### WHAT YOU WILL DO:
Your answer should consist only of the lines below from the one with "Query: concrete curb" through the one with "column 342, row 714", copied exactly.

=== EXTRACTED ENTRIES ===

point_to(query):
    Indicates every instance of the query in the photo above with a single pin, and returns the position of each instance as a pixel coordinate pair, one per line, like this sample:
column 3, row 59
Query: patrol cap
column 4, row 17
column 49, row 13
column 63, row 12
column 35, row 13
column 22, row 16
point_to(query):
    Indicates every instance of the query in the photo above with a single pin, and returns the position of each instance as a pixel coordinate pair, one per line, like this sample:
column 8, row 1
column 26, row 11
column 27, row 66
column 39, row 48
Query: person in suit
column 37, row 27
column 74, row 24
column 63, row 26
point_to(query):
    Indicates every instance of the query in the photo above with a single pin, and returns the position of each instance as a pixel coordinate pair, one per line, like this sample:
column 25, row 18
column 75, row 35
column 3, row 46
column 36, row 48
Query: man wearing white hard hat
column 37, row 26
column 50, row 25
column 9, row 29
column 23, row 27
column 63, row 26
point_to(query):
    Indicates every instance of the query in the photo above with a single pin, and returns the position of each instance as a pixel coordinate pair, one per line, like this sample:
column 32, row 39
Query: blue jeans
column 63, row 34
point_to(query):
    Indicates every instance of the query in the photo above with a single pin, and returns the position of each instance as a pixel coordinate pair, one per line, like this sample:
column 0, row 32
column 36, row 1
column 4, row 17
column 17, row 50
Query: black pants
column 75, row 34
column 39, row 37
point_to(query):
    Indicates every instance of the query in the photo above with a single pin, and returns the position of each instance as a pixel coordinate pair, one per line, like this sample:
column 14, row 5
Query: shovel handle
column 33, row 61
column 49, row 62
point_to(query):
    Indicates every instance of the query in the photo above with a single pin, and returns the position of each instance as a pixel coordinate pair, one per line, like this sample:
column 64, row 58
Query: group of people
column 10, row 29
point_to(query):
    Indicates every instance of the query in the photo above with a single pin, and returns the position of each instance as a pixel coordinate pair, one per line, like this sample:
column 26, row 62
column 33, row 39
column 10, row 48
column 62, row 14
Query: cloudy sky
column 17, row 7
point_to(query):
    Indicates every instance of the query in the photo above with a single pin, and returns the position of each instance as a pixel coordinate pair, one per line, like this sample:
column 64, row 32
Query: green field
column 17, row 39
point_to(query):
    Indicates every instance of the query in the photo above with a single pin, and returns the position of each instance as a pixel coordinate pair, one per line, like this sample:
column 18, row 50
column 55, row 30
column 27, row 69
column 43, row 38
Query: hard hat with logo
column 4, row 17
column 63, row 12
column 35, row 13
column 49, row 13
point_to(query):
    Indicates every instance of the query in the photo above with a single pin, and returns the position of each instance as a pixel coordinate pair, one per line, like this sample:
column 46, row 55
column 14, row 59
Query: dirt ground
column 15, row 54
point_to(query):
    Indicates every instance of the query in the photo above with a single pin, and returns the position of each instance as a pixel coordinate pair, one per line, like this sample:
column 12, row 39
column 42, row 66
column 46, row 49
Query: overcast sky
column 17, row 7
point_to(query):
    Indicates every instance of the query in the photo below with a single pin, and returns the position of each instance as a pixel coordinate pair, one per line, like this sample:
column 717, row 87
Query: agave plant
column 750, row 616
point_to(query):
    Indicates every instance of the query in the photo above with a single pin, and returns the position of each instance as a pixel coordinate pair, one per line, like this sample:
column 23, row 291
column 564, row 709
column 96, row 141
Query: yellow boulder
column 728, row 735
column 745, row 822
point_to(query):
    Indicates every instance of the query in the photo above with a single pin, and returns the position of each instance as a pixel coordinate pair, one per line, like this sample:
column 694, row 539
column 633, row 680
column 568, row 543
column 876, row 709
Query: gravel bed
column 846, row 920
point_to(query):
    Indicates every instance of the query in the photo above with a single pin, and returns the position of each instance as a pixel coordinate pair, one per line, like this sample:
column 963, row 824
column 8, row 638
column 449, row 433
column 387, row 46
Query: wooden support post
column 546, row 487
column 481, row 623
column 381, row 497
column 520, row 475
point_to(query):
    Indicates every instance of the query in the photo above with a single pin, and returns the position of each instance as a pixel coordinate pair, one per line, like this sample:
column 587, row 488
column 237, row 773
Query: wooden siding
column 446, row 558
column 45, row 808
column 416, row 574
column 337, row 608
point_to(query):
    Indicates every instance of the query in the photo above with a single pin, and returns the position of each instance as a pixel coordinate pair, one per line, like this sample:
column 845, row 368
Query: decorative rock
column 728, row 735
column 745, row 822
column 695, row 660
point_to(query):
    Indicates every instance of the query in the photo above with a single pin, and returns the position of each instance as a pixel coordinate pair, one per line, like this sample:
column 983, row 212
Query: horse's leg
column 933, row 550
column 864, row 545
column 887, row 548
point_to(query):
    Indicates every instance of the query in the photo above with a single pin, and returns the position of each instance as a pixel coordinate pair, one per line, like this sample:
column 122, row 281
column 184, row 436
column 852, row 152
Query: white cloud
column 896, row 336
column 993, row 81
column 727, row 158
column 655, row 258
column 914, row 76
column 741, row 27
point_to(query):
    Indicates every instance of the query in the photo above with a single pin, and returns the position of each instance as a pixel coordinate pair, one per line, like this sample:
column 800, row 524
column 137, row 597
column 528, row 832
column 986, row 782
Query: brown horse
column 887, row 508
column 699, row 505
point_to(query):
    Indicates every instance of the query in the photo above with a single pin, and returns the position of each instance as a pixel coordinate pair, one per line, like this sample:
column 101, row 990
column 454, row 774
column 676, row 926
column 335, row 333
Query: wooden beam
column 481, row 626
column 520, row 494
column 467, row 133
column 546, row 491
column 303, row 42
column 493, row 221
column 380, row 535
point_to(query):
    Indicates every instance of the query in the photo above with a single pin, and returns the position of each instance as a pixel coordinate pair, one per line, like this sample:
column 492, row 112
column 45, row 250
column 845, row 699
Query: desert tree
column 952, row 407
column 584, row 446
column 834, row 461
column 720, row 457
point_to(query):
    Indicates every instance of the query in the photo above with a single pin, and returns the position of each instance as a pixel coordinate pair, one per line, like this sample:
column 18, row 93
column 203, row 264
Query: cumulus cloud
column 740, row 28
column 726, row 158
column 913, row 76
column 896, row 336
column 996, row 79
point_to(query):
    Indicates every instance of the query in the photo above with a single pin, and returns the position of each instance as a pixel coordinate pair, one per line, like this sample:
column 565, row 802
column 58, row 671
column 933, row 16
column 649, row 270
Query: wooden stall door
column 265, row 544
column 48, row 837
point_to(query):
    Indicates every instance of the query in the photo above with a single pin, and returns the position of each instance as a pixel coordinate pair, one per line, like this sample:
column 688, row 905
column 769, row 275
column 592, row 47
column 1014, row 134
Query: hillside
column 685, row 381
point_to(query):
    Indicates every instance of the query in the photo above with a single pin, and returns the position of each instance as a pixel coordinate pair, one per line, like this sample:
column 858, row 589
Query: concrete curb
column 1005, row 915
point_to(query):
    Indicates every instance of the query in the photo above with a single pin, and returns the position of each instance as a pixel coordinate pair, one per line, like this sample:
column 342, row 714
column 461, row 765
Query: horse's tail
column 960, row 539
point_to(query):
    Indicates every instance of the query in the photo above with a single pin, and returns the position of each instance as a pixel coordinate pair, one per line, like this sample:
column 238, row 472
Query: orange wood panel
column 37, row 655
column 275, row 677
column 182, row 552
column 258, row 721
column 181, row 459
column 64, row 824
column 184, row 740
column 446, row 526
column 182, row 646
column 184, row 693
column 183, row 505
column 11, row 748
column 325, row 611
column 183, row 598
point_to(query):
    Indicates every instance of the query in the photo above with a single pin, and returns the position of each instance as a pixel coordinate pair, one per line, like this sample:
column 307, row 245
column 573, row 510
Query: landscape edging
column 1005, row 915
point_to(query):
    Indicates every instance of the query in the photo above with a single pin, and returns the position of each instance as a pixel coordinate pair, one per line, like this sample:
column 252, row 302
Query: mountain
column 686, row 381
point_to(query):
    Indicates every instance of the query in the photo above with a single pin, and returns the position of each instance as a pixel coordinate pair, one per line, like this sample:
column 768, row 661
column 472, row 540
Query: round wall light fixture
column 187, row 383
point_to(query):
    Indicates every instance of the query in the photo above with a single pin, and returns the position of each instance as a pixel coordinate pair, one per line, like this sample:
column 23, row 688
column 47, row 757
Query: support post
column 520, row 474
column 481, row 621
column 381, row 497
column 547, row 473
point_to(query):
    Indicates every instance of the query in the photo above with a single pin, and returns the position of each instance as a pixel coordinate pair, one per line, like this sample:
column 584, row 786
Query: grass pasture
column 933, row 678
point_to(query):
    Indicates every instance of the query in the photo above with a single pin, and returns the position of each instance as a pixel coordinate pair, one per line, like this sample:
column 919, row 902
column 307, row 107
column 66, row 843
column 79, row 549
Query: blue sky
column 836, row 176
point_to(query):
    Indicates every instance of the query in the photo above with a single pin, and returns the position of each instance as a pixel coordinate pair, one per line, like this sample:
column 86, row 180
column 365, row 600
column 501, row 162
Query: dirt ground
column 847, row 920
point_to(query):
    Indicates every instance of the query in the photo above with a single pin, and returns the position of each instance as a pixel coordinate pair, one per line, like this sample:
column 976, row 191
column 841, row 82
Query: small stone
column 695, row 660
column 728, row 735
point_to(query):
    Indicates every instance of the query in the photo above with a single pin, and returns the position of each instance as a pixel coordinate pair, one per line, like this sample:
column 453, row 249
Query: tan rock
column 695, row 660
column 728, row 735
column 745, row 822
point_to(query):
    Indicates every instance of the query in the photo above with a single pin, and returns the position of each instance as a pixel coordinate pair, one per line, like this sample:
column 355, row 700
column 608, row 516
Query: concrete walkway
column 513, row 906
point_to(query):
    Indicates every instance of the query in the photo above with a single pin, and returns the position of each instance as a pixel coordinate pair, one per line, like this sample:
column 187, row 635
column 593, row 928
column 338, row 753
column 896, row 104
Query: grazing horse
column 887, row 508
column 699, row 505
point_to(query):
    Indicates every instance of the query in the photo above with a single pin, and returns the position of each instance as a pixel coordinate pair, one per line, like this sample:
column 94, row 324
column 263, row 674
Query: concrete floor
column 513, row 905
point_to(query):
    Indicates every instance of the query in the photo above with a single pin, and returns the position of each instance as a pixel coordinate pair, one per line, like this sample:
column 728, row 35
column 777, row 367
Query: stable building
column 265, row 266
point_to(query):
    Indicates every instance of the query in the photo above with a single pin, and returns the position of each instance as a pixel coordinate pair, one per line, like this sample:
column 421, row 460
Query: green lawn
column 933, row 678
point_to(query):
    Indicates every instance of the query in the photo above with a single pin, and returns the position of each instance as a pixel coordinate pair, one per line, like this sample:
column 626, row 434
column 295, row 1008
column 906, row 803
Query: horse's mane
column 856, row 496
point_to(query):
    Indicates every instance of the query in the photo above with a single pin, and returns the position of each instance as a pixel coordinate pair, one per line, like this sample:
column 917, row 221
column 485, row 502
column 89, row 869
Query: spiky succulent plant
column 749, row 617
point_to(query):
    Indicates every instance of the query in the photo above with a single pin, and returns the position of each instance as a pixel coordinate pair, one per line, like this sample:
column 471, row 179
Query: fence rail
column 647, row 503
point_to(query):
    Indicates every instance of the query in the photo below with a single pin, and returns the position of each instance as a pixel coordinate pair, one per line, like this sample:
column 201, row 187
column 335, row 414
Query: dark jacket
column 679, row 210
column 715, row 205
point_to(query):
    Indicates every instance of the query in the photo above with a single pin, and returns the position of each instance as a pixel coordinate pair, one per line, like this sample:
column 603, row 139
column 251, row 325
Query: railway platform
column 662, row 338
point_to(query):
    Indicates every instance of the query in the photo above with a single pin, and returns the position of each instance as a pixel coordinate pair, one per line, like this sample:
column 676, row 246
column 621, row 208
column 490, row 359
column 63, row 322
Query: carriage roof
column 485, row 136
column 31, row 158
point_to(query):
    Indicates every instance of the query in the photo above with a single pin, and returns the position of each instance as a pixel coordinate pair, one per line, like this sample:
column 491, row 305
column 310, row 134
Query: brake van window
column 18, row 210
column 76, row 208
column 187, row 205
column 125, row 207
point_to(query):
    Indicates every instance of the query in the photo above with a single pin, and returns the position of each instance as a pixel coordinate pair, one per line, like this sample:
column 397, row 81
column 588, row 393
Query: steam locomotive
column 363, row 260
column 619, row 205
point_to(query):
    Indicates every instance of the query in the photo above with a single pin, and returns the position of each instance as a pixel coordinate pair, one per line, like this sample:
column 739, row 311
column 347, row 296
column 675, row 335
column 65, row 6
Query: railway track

===

### SOLUTION TO THIS EXERCISE:
Query: concrete curb
column 1005, row 915
point_to(query):
    Indicates every instance of the query in the photo above with a single pin, and returns the position of each instance as a pixel coordinate pair, one per line, like this sample:
column 342, row 714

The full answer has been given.